## BEGIN DATA PROVIDED

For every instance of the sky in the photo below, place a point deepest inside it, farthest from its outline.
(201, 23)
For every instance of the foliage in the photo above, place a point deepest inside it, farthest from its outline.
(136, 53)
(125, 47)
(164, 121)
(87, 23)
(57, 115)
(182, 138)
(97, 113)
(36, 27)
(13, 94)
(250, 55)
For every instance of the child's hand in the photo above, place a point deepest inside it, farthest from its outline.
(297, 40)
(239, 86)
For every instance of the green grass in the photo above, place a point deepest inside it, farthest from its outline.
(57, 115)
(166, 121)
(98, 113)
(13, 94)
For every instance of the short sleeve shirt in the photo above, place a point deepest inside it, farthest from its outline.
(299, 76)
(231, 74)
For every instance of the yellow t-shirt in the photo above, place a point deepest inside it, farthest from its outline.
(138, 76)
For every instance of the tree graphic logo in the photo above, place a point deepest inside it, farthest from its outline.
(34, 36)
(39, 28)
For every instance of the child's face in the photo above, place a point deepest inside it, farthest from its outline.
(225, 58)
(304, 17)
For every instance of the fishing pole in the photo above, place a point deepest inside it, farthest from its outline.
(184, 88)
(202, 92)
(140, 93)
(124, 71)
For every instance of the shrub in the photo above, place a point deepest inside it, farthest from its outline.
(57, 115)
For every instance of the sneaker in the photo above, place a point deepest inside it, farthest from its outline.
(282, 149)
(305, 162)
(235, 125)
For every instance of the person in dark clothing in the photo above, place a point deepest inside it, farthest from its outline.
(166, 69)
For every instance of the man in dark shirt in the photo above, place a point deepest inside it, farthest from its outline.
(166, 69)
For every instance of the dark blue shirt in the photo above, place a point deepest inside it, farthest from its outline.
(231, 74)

## END DATA PROVIDED

_THE EXERCISE_
Every line from the one containing "For every instance of the tree" through the end of the data must be repeated exactly, and no other line.

_EXPECTED ANSWER_
For every instance of the tree graphic logo in the photo above, place a point deepest inside it, farthest from its outline.
(34, 36)
(39, 28)
For every instance of the child's face in the photo above, place a point deepest inside it, farthest from its outline.
(225, 58)
(304, 17)
For every instance of the fishing pole in the photo above, place a point deepest inside it, farthest from its outline.
(184, 88)
(202, 92)
(140, 93)
(124, 71)
For every instance of the shrub in the photo above, place a point deepest inside it, farthest from its outline.
(57, 115)
For every instance of the sneaker in the photo above, place a point deepest inside it, farthest from its outline.
(282, 149)
(305, 162)
(235, 125)
For every instance of the person in dark clothing in the photo above, place a point deepest inside it, farthest from its outline.
(166, 69)
For every instance of the man in dark shirt in the photo above, place a point deepest inside it, farthest from its outline.
(166, 69)
For every instance of the dark blue shirt in the photo above, place a point deepest inside it, farthest from its outline.
(231, 74)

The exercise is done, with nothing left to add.